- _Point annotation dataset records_
----

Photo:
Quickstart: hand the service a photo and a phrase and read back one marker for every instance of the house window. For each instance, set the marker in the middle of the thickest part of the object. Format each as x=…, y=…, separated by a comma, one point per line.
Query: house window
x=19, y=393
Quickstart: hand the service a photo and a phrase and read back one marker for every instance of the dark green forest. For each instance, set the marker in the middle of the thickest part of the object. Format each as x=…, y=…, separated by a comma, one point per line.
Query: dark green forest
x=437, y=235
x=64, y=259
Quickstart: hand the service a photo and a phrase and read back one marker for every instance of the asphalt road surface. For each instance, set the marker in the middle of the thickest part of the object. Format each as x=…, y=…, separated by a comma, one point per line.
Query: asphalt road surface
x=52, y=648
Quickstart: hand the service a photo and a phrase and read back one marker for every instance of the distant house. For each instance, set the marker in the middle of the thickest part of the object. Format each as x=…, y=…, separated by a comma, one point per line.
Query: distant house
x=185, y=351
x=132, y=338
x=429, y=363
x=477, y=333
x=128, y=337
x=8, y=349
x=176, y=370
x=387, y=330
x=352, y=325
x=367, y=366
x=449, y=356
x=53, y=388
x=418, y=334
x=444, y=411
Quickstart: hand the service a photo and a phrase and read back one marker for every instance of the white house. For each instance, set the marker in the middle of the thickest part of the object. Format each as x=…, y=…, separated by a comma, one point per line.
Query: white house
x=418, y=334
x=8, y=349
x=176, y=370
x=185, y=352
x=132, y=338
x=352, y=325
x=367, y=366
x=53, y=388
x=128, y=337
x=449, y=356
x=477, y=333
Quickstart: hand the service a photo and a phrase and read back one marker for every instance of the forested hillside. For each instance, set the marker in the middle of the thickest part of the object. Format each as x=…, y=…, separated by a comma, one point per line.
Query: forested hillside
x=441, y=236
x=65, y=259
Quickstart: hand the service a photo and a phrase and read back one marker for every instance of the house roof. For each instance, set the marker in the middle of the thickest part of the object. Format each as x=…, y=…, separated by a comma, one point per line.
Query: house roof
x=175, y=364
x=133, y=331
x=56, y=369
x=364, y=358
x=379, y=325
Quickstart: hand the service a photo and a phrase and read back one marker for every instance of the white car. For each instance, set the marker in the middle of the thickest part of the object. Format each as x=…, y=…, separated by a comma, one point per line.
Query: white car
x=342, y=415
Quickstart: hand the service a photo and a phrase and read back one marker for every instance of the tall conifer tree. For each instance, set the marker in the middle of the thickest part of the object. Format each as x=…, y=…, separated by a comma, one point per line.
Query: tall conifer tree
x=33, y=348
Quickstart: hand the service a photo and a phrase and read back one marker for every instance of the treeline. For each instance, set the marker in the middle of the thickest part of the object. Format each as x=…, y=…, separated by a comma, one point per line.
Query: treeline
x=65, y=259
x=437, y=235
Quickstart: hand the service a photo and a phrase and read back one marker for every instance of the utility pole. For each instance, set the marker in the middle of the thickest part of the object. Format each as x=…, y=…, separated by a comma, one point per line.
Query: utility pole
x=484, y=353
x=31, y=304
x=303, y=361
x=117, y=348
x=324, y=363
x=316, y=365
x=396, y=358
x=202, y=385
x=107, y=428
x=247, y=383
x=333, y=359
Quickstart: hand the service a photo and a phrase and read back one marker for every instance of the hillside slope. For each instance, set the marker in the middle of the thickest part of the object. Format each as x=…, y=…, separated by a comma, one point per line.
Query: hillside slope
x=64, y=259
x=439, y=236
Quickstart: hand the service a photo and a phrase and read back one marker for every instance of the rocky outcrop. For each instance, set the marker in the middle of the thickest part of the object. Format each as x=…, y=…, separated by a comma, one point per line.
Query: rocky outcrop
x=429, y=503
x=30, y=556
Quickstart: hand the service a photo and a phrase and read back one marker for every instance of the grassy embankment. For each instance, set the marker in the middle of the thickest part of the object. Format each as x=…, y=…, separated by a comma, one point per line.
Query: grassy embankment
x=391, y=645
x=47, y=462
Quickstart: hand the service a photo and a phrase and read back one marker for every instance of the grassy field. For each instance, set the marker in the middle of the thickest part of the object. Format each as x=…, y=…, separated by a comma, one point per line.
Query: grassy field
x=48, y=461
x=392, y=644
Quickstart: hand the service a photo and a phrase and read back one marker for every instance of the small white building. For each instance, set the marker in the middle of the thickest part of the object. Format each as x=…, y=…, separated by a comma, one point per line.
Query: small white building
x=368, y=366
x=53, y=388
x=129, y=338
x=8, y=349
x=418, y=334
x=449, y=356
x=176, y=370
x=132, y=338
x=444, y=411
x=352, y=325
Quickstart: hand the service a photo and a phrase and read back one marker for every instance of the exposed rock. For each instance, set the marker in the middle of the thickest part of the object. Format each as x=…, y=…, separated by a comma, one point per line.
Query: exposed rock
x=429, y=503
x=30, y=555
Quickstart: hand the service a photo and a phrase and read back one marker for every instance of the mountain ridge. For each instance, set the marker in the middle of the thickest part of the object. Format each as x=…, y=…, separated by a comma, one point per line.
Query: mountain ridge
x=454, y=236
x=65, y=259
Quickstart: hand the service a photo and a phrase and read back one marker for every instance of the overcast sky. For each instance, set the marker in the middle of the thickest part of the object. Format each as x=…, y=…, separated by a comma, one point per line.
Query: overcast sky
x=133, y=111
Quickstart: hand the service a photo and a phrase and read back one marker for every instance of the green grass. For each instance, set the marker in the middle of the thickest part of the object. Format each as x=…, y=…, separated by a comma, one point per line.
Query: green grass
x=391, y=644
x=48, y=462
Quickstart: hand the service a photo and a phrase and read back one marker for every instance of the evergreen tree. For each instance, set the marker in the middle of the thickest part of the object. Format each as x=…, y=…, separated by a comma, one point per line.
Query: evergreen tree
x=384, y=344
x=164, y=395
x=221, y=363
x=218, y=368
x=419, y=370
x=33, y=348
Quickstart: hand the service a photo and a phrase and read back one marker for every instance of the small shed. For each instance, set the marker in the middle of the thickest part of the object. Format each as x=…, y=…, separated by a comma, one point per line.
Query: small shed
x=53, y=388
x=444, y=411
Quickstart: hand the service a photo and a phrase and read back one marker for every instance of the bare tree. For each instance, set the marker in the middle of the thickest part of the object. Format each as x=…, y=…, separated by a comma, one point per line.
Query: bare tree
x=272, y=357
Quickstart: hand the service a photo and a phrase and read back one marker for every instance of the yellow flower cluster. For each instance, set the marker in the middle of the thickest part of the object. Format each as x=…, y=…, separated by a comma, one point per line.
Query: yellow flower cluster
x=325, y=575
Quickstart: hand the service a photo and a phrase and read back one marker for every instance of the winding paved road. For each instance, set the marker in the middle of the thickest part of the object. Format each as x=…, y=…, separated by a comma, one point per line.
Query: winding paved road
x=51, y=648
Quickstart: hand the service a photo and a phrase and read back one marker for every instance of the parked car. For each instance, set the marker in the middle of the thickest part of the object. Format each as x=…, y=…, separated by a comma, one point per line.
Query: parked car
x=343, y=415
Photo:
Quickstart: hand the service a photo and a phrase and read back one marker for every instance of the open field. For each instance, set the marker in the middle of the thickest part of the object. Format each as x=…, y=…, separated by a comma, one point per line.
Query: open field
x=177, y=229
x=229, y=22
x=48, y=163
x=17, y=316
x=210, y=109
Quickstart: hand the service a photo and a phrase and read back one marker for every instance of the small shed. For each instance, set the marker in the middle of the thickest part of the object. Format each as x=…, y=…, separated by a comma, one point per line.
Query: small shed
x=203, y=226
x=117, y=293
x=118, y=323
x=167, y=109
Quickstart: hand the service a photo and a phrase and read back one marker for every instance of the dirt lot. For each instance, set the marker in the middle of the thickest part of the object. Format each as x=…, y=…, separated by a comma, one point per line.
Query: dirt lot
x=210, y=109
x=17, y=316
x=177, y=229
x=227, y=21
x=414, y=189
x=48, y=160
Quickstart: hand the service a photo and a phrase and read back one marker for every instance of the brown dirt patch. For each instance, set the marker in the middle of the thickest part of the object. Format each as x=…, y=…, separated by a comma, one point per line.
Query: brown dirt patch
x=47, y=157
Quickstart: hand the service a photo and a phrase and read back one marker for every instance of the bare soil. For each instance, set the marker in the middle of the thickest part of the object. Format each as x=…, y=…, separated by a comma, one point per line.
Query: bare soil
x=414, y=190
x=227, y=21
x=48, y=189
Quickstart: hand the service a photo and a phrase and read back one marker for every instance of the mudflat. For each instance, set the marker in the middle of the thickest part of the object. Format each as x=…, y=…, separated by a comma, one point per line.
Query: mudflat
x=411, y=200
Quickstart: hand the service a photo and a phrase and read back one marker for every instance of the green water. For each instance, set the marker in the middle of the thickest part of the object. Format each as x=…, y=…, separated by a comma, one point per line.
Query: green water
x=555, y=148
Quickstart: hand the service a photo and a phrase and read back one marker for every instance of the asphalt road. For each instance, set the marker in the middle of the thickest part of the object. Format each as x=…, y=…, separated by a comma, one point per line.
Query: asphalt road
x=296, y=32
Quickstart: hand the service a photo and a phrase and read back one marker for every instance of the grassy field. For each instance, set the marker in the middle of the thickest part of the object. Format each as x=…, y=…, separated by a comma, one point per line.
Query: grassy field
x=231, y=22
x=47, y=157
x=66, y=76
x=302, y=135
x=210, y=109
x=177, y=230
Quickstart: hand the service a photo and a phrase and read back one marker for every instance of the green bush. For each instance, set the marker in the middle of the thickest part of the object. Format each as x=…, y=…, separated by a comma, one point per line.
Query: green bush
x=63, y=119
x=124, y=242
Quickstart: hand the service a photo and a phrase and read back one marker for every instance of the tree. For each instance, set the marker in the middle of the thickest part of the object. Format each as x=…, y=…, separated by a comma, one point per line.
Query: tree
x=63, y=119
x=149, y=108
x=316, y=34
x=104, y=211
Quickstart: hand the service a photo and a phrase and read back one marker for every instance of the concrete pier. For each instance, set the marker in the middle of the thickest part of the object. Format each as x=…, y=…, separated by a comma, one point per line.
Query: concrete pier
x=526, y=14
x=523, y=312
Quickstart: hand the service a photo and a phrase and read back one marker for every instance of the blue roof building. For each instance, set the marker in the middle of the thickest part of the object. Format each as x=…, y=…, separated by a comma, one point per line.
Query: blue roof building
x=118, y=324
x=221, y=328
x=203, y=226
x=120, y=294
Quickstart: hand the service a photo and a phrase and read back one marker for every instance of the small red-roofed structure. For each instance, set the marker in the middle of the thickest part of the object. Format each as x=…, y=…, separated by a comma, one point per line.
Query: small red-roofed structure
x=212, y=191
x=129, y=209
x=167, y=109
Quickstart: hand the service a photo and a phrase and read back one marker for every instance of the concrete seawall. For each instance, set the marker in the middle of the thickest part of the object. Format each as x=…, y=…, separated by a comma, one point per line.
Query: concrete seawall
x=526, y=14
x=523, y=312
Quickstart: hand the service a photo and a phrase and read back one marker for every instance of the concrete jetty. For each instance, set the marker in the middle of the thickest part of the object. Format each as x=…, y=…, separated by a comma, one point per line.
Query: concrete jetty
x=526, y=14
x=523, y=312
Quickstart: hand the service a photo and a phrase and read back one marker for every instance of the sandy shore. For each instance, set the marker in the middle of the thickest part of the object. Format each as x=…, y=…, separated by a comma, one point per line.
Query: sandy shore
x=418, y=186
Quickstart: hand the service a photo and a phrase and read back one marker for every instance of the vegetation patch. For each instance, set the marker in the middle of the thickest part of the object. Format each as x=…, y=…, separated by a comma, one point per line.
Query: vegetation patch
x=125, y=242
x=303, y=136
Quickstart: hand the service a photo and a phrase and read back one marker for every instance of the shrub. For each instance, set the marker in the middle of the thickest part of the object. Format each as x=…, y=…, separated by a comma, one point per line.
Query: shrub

----

- _THE EXERCISE_
Rename "marker" to "pin" in the data from the line containing "of the vegetation" through the end of the data, and give those lines again with nothing else changed.

- _TASK ANSWER_
Quickstart: hand the service a photo and a phrase and read back one pin for every instance of the vegetation patch. For each instance, set the pin in the middle of the thickest part of the object. Format each as x=…, y=…, separated by a comma, one point per line.
Query: vegetation patch
x=125, y=242
x=303, y=136
Quickstart: hand the service a photo and a phrase and read back one pin for every instance of the shrub. For each instance, set the pin in the middle of the thickest part of the object. Format each as x=…, y=…, separated by a comma, one point per line.
Query: shrub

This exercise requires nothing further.